Write the next part of the crop circle article below, starting after its final sentence.

**Source passage:**
━━━

Featured are key soil studies from the 1999 Edmonton, Alberta seven circle barley formation. Text copies below.


THE CROP BUSTERS

The Sunday Times Magazine

September 15, 2002

Julie Cohen
and
Stuart Conway

For years, crop circles have been taken as seriously as UFOs and fairies. Now, not only have the weird patterns arrived in Hollywood, but scientists are trying to solve the mystery. And the answer may lie in the soil. As the helicopter landed on the roof of New York's Rockefeller Plaza, two uniformed security
guards ran out, speaking into their microphone headsets, and rushed Nancy Talbott inside. She was ushered into a suite where a sumptuous buffet was laid out. Aides made a respectful retreat as the philanthropist Laurance S Rockefeller arrived. Talbott, the president of BLT Research Team Inc, an organisation formed to investigate physical changes in plants at crop circles, had been invited to lunch to discuss an exciting proposal.

Hollywood has just given British audiences its version of what causes crop circles, in the movie Signs, with Mel Gibson playing a farming preacher who discovers a formation in his field. But Talbott had information on the real phenomenon. Preliminary research suggested the circles were made by an unknown energy.

━━━

[Entries from a pointing dataset]
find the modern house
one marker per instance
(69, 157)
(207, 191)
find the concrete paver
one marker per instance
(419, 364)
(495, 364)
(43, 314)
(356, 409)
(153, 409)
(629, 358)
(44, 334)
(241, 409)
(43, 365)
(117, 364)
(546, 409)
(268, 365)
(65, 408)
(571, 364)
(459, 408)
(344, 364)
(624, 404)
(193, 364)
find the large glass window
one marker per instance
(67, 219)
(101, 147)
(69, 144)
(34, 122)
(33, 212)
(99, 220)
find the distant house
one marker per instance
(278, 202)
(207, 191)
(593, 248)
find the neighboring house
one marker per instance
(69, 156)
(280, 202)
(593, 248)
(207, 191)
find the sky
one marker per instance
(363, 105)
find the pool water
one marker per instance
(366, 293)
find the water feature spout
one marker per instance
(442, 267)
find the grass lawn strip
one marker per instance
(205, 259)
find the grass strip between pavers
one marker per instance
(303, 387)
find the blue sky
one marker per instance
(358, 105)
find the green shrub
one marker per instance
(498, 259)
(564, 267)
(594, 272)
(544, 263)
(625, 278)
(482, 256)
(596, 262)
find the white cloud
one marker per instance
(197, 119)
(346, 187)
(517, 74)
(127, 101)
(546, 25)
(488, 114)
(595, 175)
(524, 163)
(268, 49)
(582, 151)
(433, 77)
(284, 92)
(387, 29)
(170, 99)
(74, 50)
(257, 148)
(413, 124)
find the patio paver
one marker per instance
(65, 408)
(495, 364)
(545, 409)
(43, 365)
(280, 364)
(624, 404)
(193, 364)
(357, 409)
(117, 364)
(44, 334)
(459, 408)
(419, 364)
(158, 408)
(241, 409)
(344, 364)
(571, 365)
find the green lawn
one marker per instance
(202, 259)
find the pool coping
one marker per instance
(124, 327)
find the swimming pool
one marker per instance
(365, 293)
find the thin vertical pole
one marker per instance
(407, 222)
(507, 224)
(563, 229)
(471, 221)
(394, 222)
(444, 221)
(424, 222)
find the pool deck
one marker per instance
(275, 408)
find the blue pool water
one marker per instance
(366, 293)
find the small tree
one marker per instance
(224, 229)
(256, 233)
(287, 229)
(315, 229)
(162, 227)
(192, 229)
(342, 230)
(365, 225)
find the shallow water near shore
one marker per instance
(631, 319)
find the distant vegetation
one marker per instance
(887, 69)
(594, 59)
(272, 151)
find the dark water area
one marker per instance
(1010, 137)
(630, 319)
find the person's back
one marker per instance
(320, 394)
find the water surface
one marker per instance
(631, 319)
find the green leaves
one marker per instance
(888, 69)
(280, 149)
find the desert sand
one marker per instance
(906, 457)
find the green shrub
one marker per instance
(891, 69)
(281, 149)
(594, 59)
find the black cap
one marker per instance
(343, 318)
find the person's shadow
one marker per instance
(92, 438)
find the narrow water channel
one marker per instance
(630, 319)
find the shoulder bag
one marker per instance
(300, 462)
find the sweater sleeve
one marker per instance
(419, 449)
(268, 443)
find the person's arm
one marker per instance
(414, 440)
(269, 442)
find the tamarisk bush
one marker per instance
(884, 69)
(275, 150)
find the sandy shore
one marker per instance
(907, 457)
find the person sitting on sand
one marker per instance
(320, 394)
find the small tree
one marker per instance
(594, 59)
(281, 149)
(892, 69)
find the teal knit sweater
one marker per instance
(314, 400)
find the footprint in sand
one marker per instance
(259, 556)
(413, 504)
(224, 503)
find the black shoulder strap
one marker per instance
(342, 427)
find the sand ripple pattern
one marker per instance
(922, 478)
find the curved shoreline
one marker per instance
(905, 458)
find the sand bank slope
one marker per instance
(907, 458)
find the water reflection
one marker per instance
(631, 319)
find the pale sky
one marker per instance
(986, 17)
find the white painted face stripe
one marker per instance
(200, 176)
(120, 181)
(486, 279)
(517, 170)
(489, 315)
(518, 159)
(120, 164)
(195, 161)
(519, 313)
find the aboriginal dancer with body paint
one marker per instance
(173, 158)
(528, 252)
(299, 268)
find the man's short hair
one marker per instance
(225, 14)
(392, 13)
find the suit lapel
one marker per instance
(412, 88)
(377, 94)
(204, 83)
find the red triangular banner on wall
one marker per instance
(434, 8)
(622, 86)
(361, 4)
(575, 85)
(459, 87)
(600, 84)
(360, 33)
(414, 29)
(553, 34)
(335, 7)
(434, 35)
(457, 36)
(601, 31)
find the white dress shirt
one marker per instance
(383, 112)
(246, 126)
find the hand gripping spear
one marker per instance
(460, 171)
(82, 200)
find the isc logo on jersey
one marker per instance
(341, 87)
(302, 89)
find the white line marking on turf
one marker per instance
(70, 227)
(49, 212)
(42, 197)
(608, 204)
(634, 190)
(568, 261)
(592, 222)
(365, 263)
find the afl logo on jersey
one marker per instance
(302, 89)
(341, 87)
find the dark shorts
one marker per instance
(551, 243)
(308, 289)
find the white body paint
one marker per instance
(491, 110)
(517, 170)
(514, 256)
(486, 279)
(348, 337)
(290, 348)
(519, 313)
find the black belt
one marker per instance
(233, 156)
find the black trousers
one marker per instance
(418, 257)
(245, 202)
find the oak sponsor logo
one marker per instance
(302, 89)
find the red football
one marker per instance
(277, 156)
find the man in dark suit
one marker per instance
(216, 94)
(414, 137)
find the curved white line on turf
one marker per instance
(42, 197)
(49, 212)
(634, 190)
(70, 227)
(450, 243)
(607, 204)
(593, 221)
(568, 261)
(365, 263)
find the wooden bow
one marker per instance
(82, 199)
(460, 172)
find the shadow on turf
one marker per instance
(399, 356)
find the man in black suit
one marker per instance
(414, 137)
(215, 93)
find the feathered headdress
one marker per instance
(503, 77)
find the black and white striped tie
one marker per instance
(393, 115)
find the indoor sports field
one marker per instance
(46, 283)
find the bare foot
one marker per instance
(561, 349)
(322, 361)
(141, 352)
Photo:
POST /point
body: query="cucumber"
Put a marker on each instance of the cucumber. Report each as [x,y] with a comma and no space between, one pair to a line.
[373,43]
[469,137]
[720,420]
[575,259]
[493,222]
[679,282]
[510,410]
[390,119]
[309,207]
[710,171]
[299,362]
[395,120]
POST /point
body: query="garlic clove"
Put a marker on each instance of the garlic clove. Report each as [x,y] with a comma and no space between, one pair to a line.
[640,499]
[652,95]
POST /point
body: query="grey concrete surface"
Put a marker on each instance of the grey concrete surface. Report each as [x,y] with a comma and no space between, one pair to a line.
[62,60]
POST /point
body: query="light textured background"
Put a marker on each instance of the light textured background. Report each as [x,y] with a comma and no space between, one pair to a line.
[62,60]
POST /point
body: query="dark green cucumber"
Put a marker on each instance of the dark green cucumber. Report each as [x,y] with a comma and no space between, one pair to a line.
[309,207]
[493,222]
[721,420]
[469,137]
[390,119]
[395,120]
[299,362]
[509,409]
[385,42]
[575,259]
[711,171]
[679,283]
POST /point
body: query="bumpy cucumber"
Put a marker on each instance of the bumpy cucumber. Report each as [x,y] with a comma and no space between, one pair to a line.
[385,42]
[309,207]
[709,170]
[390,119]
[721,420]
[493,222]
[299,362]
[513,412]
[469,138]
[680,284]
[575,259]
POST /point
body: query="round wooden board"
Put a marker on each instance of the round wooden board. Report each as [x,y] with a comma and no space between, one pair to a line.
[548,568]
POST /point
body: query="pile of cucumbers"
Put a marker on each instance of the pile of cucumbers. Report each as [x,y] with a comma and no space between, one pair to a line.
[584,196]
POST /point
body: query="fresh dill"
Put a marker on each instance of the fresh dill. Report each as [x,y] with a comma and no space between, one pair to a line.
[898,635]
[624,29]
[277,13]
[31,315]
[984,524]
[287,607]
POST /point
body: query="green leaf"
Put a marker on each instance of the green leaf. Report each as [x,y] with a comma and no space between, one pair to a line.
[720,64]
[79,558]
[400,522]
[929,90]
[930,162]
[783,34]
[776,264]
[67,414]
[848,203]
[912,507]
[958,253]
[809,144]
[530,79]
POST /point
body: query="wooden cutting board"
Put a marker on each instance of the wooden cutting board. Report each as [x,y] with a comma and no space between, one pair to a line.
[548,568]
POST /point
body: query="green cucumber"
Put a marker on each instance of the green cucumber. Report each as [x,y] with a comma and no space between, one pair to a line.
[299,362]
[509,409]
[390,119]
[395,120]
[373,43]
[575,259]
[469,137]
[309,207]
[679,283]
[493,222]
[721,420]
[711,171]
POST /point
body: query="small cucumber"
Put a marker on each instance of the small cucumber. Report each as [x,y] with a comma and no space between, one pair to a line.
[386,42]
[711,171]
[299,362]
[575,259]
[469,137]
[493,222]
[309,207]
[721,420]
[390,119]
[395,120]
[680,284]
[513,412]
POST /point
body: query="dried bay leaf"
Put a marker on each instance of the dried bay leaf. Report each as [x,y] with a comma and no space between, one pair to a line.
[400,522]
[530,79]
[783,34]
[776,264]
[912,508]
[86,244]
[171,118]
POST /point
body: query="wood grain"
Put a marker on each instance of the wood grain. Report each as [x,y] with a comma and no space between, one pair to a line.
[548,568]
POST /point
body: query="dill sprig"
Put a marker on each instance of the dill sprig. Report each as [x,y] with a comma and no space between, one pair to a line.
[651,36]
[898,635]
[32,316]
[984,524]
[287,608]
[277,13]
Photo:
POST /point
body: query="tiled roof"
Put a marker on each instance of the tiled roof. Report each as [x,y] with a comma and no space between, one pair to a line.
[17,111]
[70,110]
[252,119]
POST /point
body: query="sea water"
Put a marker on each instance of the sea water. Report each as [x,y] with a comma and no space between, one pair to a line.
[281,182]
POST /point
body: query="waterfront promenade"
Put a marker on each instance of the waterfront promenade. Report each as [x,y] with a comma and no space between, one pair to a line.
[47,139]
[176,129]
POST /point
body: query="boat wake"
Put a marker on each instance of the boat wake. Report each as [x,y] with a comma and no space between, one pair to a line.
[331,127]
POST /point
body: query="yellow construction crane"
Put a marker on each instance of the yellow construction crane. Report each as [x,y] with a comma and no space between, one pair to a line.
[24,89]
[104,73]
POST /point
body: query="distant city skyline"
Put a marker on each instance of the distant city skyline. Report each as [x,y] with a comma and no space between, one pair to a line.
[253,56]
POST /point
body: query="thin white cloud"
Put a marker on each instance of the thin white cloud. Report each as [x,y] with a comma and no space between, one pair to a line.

━━━

**Response:**
The puzzle began six years ago for Diane Conrad, a geologist who analysed soil samples from a circle near her home in Logan, Utah. To her surprise, they displayed a characteristic generally found in sedimentary rock, caused by the pressure of tons of
rock heated by the Earth's core over considerable time. Yet these samples were surface soil from within the crop circle; outside the circle, the soil showed none of these inexplicable traits. 'I couldn't understand the results,' Conrad explains. 'The soil seems to have been subjected to an intense heat of 500
to 1,500 degrees Celsius, and yet the plants were not
incinerated. They were not even singed.' What kind of energy could produce heat of that intensity, yet not burn the plants to a crisp? Conrad was unable to initiate an in-depth evaluation at the time, but she passed the information on to Talbott, who has dedicated the past 10 years to co-ordinating scientific research into the circles. Research of soil samples required expensive techniques, so her mission was to persuade Rockefeller to fund it.

More than 10,000 circles have been reported around the world to date. Formations have appeared in tree tops, ice and sand as well as crops. Nobody knows how many are genuine anomalies and how many are man-made, and scientific investigation has been very limited. But Conrad's work raised questions that Talbott believed mainstream science could not ignore. After a convivial
lunch, Talbott handed Rockefeller her proposal. A few weeks later, a cheque for a 'substantial amount' arrived in the post.

Field teams in the Netherlands, the United States and Canada collected soil samples. A seven-circle formation reported in September 1999 in Edmonton, Alberta, was chosen for detailed analysis. A farmer and his wife reported seeing unexplained lights above the field about a week before the circles were
discovered.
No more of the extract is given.